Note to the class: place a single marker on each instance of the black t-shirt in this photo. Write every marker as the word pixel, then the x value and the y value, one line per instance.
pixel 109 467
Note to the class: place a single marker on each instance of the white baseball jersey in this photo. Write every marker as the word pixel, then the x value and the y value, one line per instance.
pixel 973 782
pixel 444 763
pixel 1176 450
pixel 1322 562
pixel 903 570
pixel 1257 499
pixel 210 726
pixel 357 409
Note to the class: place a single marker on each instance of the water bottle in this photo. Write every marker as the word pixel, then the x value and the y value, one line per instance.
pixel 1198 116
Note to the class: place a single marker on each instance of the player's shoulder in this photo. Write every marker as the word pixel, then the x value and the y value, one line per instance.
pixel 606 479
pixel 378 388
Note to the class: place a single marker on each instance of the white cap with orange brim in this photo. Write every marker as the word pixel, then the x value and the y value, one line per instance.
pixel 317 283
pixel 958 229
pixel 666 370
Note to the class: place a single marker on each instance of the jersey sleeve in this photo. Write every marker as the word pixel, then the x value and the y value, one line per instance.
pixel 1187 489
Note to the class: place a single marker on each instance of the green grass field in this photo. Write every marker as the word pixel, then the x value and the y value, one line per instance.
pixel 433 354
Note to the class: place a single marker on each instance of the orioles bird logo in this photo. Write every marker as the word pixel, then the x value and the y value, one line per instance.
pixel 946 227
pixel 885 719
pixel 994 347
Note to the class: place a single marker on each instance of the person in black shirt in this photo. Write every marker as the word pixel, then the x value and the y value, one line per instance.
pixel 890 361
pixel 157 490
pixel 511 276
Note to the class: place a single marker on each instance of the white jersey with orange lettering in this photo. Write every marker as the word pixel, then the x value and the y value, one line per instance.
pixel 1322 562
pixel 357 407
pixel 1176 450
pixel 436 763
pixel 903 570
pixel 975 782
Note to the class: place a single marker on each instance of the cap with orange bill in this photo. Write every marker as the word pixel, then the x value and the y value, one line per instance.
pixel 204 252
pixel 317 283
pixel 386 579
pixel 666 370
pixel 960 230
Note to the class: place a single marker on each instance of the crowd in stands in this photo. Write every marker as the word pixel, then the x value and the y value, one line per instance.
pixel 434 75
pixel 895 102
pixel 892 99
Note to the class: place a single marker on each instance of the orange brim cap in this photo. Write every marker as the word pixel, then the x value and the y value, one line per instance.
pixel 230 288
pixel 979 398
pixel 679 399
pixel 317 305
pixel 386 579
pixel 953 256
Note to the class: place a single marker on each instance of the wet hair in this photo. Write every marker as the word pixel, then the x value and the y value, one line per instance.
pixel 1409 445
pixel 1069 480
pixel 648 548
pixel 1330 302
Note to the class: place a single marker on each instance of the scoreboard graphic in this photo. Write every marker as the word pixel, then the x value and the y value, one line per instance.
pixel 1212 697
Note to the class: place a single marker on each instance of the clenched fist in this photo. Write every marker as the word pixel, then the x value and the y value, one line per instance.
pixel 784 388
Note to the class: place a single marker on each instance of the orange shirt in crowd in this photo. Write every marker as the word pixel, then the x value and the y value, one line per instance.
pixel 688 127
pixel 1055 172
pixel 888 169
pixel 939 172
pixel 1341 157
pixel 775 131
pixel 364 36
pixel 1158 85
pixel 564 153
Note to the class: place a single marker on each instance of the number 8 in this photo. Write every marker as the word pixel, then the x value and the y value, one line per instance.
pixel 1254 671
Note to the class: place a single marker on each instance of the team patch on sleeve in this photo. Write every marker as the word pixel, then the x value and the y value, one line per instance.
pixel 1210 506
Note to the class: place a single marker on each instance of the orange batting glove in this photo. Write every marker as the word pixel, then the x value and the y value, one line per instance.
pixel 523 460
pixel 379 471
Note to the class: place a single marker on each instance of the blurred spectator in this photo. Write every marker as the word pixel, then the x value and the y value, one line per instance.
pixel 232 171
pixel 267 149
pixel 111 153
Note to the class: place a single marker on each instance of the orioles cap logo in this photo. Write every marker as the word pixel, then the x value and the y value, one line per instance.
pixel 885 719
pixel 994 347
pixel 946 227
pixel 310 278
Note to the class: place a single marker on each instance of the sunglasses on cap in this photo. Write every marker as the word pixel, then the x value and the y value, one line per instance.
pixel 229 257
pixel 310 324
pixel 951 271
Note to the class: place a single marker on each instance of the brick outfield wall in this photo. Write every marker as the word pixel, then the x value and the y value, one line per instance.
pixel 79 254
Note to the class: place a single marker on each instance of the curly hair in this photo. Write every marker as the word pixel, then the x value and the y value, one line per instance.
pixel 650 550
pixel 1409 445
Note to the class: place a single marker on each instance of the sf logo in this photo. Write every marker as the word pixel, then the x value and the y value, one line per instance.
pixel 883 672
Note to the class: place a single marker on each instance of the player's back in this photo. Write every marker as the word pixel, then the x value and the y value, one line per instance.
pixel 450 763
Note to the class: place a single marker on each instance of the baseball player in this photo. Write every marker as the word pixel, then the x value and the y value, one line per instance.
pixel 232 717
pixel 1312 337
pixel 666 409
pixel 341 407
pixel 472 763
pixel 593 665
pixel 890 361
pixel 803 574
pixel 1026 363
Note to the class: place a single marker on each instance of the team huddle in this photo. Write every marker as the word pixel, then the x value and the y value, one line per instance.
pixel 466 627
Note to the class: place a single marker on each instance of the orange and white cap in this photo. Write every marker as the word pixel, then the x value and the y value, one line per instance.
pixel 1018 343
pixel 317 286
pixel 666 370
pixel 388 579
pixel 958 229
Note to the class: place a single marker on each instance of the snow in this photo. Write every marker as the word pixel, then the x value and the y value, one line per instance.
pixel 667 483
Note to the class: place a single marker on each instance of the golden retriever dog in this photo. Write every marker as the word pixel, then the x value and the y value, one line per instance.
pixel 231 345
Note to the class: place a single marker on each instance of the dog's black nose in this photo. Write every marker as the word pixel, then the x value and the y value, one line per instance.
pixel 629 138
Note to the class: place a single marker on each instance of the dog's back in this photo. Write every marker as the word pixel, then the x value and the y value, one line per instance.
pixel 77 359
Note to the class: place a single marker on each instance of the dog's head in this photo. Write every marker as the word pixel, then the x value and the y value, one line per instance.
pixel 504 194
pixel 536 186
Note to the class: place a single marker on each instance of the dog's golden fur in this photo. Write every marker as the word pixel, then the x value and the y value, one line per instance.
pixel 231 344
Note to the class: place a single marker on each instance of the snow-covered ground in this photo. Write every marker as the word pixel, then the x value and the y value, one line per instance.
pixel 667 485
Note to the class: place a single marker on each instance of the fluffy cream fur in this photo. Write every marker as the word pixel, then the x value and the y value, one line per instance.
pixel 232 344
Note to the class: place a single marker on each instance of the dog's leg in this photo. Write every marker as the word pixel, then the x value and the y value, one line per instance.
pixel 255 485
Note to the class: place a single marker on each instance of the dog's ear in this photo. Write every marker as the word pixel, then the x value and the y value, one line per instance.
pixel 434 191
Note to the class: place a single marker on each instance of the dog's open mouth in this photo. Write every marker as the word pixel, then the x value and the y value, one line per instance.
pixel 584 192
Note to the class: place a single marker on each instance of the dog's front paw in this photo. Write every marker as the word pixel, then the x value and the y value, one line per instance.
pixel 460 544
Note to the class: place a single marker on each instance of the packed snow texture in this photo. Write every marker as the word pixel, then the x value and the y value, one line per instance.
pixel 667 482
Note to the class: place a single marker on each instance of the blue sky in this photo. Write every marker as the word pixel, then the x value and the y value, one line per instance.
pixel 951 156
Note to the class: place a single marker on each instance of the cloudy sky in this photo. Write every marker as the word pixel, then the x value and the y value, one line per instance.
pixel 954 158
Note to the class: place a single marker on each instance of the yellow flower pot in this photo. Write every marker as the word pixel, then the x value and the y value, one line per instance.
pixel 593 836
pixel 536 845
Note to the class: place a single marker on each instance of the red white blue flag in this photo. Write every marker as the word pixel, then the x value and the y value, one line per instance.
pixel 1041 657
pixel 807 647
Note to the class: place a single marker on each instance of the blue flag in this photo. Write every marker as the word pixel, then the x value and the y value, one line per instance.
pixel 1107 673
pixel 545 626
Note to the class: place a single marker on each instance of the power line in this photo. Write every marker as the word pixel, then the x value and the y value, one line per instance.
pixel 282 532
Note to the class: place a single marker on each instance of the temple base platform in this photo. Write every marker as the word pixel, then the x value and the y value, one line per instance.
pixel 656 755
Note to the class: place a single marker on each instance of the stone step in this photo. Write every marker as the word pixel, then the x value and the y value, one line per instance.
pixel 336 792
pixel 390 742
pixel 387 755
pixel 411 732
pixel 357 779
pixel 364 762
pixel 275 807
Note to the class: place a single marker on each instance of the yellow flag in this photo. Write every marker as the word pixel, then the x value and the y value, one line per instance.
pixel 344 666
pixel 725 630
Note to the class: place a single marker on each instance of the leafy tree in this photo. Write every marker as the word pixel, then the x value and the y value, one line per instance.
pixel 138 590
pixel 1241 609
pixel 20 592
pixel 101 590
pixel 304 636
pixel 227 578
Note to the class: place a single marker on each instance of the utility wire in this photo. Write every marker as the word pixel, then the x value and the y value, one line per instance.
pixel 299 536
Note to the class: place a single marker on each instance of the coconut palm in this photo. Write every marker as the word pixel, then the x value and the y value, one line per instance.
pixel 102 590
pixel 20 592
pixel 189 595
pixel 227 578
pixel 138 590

To be done — Find the line that contains "of the stone" in the listing above. Retype it and every line after it up to the last, exactly, and nothing else.

Result for this exercise —
Note to the class: place a single marker on each instance of the stone step in this photo. Write every marker as the word pixel, then the x value and the y value, one line per instance.
pixel 336 792
pixel 390 742
pixel 387 755
pixel 411 732
pixel 357 779
pixel 364 762
pixel 275 807
Note to the class: place a single marker on each instance of the yellow flag in this photo. Write every marker as the word pixel, then the x value and the y value, one line per instance.
pixel 344 666
pixel 725 630
Note to the class: place a single marker on each instance of the leafy tree in this photo. Write every marker as the word pixel, then the x value and the y value, one line per instance.
pixel 138 590
pixel 1241 609
pixel 20 592
pixel 101 590
pixel 304 636
pixel 227 578
Note to the class: place a single marker on each instance of the utility wire in this photo. Write every marker as the word pixel, then the x value and the y value, one line per instance.
pixel 299 536
Note to the class: place a single marker on each instance of the coconut palm in this photo. Write every marker as the word pixel, then the x value and the y value, one line per instance.
pixel 102 590
pixel 20 592
pixel 189 595
pixel 227 578
pixel 138 590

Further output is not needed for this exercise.